→ PROBLEM DETAILS
The records under this task must be duplicated exactly.
*** PROVIDED DATA
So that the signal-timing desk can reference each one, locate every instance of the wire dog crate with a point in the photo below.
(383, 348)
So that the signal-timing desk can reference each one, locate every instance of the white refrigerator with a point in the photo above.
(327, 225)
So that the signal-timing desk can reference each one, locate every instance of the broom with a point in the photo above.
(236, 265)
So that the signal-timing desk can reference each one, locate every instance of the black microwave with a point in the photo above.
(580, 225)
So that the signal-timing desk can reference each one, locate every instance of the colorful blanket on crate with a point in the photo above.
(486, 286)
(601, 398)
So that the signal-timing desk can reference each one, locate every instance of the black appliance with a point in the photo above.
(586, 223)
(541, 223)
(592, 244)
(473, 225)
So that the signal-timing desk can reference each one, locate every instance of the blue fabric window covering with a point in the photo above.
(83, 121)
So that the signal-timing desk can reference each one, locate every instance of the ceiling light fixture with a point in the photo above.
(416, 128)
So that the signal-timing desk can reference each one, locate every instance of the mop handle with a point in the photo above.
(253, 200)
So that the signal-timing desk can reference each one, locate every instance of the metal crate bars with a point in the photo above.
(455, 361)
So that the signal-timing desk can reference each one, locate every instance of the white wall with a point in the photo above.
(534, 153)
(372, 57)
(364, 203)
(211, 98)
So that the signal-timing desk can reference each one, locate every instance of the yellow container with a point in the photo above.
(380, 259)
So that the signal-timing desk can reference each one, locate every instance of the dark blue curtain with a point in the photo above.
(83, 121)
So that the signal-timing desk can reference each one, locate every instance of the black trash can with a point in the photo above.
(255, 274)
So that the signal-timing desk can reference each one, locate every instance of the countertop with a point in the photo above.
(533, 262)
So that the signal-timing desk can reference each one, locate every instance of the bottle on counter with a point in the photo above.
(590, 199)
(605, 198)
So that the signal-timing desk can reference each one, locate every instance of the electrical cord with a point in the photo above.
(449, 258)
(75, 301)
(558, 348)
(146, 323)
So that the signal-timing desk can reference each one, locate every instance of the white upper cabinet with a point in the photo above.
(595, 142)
******
→ ANSWER BELOW
So that the signal-timing desk can reference each one, locate every instance of the wire dog crate with a point in the photo below.
(383, 348)
So that the signal-timing desk can reference each one, locate every instance of the white refrigerator with a point in the photo above.
(327, 225)
So that the signal-timing desk can reference each one, locate every instance of the broom with a point in the photo above.
(236, 265)
So that the signal-timing desk can reference each one, locate every instance of the black microwave with a point in the photo above.
(580, 225)
So that the signal-timing desk can reference each one, locate every instance of the colorful blanket on crate with a point in the photo above.
(486, 286)
(601, 398)
So that the signal-timing desk can reference each one, locate every instance of the black appliance with a point in the photo above.
(586, 223)
(541, 223)
(592, 244)
(473, 225)
So that the signal-timing desk can reference each one, locate every instance of the blue fabric window covering with a point in the photo above.
(83, 121)
So that the signal-timing desk can reference each one, locate every instance of the ceiling light fixture with a point in the photo above.
(416, 128)
So that the signal-timing desk can reference each one, locate every instance of the mop handle with a point in the photo above.
(253, 200)
So that the signal-timing desk can reference each one, locate every instance of the metal crate bars with a point in the photo above.
(455, 361)
So that the signal-timing desk can reference each one, locate every instance of the white wall with a point in the photo above.
(534, 153)
(372, 57)
(364, 203)
(211, 98)
So that the signal-timing desk can reference each one, locate every instance of the yellow container with a point in the photo above.
(380, 259)
So that the signal-timing desk can reference each one, locate every instance of the dark blue curtain with a point in the photo above.
(83, 121)
So that the signal-timing desk can reference each one, locate every instance of the black trash can with a point in the photo above.
(255, 274)
So that the signal-timing desk can reference each one, locate every instance of the countertop with a point in the photo above.
(533, 262)
So that the signal-timing desk can reference each one, locate every instance of the bottle on counter with a point in the photo above.
(590, 199)
(605, 198)
So that the signal-timing desk can reference each one, locate every instance of the electrical cord with a point in the photo above.
(449, 258)
(75, 301)
(558, 348)
(146, 323)
So that the signal-timing desk can reference each one, locate every instance of the white upper cabinet with a point in the photo above.
(595, 142)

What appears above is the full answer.